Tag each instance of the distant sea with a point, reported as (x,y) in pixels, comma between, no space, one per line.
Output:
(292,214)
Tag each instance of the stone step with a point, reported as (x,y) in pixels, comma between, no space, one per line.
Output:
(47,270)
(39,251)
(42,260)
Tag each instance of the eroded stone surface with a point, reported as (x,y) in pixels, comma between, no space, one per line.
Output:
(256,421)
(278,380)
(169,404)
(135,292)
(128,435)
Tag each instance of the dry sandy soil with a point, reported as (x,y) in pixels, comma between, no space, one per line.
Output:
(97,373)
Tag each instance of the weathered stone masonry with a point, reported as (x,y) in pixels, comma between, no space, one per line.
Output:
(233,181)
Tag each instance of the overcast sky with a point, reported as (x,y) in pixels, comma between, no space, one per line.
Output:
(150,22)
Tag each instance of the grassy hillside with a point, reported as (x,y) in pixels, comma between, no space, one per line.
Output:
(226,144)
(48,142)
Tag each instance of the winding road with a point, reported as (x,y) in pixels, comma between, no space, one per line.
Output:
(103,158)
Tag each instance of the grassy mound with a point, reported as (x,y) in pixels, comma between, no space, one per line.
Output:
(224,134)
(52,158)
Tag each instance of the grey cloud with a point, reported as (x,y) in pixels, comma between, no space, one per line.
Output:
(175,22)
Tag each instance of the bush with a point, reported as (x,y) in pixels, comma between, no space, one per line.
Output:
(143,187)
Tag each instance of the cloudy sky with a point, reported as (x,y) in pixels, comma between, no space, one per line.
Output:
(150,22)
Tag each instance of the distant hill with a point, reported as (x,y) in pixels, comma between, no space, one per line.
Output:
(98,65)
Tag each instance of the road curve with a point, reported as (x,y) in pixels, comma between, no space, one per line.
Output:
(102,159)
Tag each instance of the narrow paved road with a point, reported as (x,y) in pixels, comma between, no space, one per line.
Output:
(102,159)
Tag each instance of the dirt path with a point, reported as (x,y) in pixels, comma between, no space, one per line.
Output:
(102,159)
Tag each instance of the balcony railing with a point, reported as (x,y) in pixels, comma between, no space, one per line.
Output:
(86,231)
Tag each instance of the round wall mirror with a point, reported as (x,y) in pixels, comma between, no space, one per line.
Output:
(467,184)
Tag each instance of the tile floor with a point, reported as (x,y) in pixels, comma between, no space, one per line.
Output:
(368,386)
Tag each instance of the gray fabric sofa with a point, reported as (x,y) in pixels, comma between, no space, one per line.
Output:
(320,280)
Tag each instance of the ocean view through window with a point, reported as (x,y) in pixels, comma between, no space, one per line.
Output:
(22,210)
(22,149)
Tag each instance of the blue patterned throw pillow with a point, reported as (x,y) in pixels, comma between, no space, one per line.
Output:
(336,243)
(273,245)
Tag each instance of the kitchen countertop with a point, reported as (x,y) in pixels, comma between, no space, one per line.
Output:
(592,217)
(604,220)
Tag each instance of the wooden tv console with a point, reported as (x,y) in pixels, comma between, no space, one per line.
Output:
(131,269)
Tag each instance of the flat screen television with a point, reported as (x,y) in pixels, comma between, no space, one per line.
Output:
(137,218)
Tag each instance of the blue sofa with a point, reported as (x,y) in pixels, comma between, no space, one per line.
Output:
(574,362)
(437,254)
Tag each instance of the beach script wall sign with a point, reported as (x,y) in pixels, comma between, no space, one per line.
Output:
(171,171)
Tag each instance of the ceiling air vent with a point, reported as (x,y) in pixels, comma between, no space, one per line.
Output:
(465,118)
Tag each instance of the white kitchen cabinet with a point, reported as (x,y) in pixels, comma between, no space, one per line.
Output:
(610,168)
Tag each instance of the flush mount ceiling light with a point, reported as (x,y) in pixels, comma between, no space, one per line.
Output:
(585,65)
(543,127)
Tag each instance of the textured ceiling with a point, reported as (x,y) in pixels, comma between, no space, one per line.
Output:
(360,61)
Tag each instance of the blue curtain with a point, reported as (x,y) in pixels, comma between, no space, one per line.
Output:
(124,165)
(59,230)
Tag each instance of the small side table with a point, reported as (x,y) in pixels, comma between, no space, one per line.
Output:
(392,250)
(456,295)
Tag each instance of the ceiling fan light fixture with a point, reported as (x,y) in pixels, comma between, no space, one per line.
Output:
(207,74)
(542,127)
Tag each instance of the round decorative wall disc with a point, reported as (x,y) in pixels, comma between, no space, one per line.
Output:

» **The task**:
Present every row above as a numbered list, omitting any blank lines.

» **Reply**:
1. Tag each instance of the distant sea with a point, reported as (x,y) in pixels, comma between, no space, one per line.
2. Output:
3. (292,214)
4. Tag each instance of the stone step with a point, reported as (x,y) in pixels, comma between, no space, one per line.
5. Output:
6. (47,270)
7. (39,251)
8. (42,260)
9. Tag each instance of the eroded stone surface with a point, reported as (x,y) in pixels, comma between, no space, one per line.
10. Output:
11. (256,421)
12. (278,380)
13. (169,404)
14. (135,292)
15. (128,435)
16. Tag each instance of the dry sandy soil with a point, reported as (x,y) in pixels, comma between, no space, one per line.
17. Output:
18. (97,373)
19. Tag each instance of the weathered stone masonry with a point, reported as (x,y) in pixels, comma between, no space, one per line.
20. Output:
21. (233,181)
22. Tag each instance of the overcast sky with a point, reported as (x,y) in pixels, comma between, no space, one per line.
23. Output:
24. (150,22)
25. Tag each instance of the grassy hillside with a point, reported as (x,y) in pixels, comma between, no space, one per line.
26. Output:
27. (226,144)
28. (48,142)
29. Tag each instance of the winding road with a point, reported as (x,y) in pixels, comma between, no space, one per line.
30. Output:
31. (103,158)
32. Tag each instance of the grassy mound with a point, reported as (x,y) in pixels, comma between, no space, one per line.
33. Output:
34. (224,134)
35. (52,158)
36. Tag each instance of the grey cloud with a point, reported as (x,y) in pixels, comma between, no space, one per line.
37. Output:
38. (175,22)
39. Tag each instance of the bush with a point, reported as (x,y) in pixels, comma between, no space, one per line.
40. Output:
41. (143,187)
42. Tag each instance of the cloudy sky with a point, reported as (x,y) in pixels, comma between, no space, one per line.
43. Output:
44. (150,22)
45. Tag each instance of the distant hill with a point, reported as (x,y) in pixels, comma between, no space, one per line.
46. Output:
47. (98,65)
48. Tag each instance of the road curve with a point, reported as (x,y) in pixels, comma between, no space, one per line.
49. Output:
50. (102,159)
51. Tag each instance of the narrow paved road with a point, reported as (x,y) in pixels, comma between, no space, one per line.
52. Output:
53. (102,159)
54. Tag each instance of the dirt path with a point, reported as (x,y) in pixels, comma between, no space, one per line.
55. Output:
56. (102,159)
57. Tag each instance of the balcony railing with a point, reported as (x,y) in pixels, comma between, no space, one per line.
58. Output:
59. (86,231)
60. Tag each instance of the round wall mirror with a point, reported as (x,y) in pixels, comma between, no space, one per line.
61. Output:
62. (467,184)
63. Tag each instance of the tile floor with a point, reported as (x,y) in pixels, comma between, no space, one per line.
64. Output:
65. (368,386)
66. Tag each instance of the gray fabric sofa with a point, reported as (x,y) in pixels, comma between, no space, one per line.
67. Output:
68. (320,280)
69. Tag each instance of the ocean view through window with a point, reported as (x,y) in pixels, comma between, no space, one per line.
70. Output:
71. (22,210)
72. (22,149)
73. Tag each instance of the blue patterned throw pillow with a point, reported as (x,y) in pixels, comma between, no space, one per line.
74. Output:
75. (336,243)
76. (273,245)
77. Tag each instance of the kitchen countertop with a point, reported as (x,y) in pixels, comma between, no space, one per line.
78. Output:
79. (592,217)
80. (604,220)
81. Tag each instance of the wooden tv console with a point, reported as (x,y) in pixels, comma between, no space, one per line.
82. Output:
83. (131,269)
84. Tag each instance of the flat screen television with a point, reported as (x,y) in pixels, comma between, no space, one per line.
85. Output:
86. (137,218)
87. Tag each instance of the blue sofa with a point, reported as (x,y) in pixels, comma between, no space, one per line.
88. Output:
89. (574,362)
90. (437,254)
91. Tag each instance of the beach script wall sign with a point, reported as (x,y) in pixels, comma between, no space, one per line.
92. Output:
93. (171,171)
94. Tag each instance of the ceiling air vent with a point, reported as (x,y) in pixels, comma between, no space, one per line.
95. Output:
96. (465,118)
97. Tag each instance of the white kitchen cabinet with a point, reported as (x,y) in pixels, comma between, no space, one per line.
98. Output:
99. (610,168)
100. Tag each instance of the flush mount ceiling light with a point, reported as (x,y) in pixels, comma between, no space, one per line.
101. Output:
102. (585,65)
103. (543,127)
104. Tag each instance of the textured ceiling with a point, reported as (x,y) in pixels, comma between, no space, one per line.
105. Output:
106. (360,61)
107. Tag each instance of the blue curtain with a point, reported as (x,y) in pixels, comma between, no space, one per line.
108. Output:
109. (124,165)
110. (59,230)
111. Tag each instance of the small side table with a point, reported as (x,y) in pixels, comma between, no space, one per line.
112. Output:
113. (392,250)
114. (456,295)
115. Tag each instance of the ceiling fan light fixture with a point, reported as (x,y) in pixels, comma between, no space, one per line.
116. Output:
117. (207,74)
118. (542,127)
119. Tag each instance of the round decorative wall disc with a point, reported as (x,y) in pixels, comma between, no space, one per line.
120. Output:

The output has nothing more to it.